── Source data

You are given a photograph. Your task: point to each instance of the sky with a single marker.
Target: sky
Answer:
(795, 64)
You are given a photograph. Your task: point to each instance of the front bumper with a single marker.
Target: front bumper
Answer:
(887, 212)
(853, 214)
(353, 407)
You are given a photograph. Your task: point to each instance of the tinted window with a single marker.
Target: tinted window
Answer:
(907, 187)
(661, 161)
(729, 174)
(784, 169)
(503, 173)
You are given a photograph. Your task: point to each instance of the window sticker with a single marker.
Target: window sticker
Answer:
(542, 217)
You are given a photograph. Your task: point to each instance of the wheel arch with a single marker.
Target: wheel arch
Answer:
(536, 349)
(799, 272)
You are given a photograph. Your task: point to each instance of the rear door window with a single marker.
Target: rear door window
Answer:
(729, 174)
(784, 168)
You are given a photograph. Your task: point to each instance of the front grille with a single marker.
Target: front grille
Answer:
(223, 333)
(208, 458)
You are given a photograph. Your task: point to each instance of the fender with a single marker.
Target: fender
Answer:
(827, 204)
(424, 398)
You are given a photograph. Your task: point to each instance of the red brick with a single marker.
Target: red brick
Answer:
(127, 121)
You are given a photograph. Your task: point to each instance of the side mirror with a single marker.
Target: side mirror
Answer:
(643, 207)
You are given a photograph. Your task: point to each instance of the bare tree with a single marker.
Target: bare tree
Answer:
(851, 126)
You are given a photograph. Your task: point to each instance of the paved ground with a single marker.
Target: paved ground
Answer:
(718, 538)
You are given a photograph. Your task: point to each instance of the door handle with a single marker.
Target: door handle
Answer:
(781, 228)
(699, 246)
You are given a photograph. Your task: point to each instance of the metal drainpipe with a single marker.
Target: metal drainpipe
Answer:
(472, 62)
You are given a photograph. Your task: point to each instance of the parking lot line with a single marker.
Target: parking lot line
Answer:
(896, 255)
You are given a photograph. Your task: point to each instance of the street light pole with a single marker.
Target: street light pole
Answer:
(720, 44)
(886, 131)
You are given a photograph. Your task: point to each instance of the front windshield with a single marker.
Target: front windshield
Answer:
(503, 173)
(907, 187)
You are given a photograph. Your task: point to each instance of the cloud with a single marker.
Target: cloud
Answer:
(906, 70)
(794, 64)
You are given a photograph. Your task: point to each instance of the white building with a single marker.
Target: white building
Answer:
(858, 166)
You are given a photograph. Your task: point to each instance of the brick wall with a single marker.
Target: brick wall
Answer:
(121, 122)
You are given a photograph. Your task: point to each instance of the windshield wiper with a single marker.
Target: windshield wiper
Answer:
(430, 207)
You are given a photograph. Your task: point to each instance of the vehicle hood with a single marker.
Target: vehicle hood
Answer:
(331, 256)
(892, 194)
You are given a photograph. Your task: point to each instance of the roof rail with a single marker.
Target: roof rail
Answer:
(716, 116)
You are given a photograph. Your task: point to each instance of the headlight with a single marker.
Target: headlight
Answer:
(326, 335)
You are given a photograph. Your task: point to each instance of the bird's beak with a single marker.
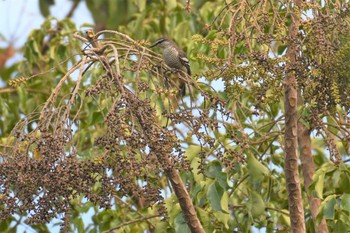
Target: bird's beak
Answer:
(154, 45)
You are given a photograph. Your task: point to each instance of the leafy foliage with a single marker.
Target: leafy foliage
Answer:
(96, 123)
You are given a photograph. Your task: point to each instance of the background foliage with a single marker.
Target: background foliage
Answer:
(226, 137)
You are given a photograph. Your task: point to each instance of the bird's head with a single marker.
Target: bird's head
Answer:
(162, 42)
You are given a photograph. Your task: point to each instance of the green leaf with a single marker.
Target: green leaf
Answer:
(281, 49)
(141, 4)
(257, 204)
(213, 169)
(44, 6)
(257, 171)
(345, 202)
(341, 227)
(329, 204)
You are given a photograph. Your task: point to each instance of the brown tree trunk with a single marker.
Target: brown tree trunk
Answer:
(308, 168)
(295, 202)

────
── Source data

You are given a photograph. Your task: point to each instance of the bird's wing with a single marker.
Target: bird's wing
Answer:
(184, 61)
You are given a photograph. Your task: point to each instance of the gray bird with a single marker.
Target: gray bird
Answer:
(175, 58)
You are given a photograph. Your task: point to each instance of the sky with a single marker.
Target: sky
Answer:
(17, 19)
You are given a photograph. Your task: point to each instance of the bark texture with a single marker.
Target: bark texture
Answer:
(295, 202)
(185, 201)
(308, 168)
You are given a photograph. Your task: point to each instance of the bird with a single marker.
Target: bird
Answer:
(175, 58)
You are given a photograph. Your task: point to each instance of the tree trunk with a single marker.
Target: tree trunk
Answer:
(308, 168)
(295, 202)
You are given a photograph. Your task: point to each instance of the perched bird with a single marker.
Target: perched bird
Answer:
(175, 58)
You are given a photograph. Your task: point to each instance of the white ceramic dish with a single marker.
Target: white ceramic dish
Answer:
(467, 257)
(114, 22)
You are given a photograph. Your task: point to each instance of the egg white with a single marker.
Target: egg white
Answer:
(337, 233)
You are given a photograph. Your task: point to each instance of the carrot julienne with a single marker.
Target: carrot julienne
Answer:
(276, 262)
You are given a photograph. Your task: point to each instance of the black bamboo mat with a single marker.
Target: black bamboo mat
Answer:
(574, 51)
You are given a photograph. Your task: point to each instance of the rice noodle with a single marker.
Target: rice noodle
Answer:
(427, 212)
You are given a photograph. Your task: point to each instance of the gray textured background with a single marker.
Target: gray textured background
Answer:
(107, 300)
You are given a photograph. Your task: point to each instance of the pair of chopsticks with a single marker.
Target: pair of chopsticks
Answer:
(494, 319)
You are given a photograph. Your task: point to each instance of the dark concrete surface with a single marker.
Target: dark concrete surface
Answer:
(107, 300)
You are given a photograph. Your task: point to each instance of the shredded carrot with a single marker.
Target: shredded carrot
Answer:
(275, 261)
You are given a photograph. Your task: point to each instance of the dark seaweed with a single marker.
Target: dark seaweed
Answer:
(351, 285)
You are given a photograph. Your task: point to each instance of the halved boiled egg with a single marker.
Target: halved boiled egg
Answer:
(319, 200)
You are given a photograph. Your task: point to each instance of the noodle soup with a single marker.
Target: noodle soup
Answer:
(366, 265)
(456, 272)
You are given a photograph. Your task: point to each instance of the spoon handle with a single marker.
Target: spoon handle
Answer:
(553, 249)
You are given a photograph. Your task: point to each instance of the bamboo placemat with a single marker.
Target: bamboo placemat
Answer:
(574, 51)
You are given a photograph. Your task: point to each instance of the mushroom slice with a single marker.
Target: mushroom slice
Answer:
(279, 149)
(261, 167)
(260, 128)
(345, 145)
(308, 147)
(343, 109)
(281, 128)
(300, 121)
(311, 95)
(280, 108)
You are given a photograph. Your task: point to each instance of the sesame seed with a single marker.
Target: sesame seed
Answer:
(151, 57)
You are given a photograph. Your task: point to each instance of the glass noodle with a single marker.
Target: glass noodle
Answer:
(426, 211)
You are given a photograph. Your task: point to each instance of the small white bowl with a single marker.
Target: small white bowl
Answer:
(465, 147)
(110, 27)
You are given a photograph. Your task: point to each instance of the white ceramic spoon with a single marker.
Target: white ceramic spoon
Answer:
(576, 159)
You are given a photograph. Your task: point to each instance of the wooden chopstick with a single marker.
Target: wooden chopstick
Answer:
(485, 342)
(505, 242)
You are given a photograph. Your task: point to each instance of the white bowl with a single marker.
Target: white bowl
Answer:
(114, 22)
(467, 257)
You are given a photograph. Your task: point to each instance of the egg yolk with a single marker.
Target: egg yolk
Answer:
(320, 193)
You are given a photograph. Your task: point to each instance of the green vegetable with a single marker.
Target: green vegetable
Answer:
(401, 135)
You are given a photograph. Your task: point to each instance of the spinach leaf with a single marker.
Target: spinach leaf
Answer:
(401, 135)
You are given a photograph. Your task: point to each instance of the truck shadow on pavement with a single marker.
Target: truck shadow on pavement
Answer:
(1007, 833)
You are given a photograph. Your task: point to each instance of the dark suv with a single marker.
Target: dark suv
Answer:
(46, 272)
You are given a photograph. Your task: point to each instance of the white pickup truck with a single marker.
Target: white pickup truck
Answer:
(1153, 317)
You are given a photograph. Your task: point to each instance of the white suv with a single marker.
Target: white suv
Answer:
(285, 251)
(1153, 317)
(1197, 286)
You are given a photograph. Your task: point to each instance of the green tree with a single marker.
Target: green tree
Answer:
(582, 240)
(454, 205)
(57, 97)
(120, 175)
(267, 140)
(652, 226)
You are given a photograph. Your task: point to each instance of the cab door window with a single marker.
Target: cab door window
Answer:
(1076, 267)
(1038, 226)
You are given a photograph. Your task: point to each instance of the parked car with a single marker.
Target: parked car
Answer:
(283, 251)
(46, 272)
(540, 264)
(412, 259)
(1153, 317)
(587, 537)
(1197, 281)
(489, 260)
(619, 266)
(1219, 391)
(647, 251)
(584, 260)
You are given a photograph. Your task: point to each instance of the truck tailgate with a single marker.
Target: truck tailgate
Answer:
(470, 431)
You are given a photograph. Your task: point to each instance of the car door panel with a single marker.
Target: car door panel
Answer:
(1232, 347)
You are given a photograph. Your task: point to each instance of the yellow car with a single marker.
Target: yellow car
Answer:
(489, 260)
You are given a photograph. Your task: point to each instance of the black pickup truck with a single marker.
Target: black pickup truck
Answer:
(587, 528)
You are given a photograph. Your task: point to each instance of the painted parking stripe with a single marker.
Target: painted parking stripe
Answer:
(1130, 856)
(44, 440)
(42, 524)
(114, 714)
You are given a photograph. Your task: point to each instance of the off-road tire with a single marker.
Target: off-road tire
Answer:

────
── Source data

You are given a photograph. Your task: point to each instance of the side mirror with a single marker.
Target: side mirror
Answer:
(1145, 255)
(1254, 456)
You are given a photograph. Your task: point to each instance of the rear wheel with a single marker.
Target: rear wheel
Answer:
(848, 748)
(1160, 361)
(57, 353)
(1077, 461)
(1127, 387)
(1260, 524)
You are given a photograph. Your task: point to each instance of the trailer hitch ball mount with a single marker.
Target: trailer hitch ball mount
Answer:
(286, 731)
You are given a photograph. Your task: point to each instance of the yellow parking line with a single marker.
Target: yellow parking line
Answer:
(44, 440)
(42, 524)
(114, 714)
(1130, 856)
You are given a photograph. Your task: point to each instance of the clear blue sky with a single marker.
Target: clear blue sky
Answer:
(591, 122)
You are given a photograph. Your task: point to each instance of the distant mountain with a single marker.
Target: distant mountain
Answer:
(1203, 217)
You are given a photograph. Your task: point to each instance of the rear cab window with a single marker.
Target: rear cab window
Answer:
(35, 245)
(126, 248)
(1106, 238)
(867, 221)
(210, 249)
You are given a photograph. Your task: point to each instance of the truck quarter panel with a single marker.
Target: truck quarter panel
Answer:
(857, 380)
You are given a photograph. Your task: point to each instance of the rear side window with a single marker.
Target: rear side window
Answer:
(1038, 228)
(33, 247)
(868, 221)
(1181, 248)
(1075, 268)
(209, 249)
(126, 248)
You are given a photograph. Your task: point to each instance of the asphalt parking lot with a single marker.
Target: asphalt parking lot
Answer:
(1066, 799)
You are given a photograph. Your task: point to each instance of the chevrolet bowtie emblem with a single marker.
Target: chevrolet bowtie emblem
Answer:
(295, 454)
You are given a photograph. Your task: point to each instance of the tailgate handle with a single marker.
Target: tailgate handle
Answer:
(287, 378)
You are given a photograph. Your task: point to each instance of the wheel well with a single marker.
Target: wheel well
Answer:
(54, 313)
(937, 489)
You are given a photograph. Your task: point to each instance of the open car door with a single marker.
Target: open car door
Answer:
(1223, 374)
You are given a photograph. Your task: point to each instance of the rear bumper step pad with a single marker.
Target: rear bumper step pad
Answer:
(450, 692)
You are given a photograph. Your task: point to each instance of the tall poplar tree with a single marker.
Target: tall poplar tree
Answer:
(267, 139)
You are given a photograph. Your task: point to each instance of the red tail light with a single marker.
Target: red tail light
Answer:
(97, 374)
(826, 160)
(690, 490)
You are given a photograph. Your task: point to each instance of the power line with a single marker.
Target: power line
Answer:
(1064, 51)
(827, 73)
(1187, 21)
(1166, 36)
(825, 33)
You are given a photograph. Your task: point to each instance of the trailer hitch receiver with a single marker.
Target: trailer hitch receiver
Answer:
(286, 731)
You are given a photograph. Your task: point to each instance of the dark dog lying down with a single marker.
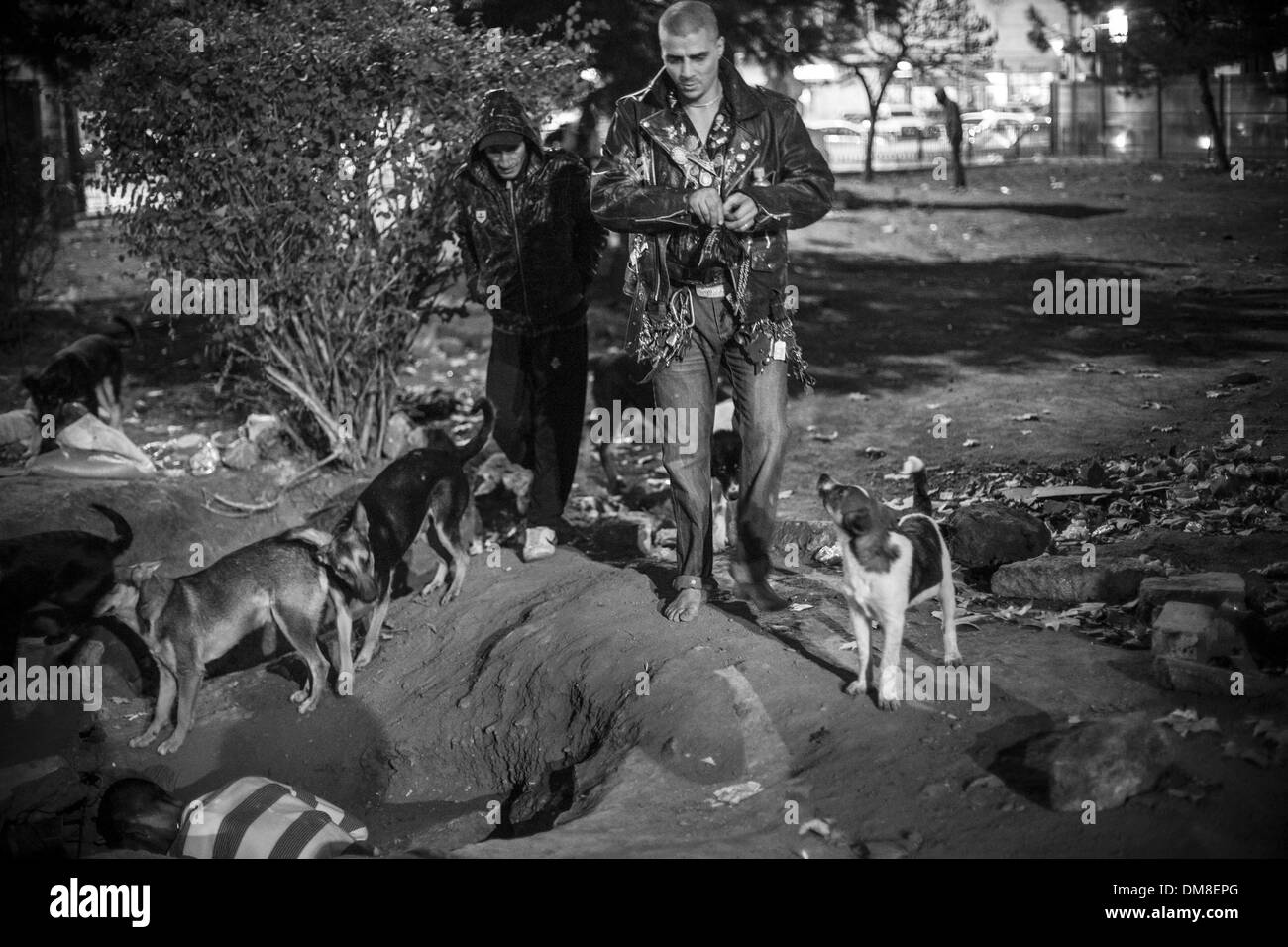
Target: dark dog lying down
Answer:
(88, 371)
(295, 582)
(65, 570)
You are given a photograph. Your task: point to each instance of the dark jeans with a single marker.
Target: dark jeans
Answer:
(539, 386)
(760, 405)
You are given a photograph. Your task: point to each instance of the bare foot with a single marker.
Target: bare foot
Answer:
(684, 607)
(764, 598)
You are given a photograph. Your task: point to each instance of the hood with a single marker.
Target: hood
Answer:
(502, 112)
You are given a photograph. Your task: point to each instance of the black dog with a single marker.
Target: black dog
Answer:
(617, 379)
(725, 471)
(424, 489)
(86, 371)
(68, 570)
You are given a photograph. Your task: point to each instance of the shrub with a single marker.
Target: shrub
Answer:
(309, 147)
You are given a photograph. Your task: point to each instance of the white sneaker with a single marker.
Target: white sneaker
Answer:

────

Work to complete: Count how many lines of the material above contain the string "bird", treating uppercase and lowercase as different, and give only the number.

Output of the exercise: 12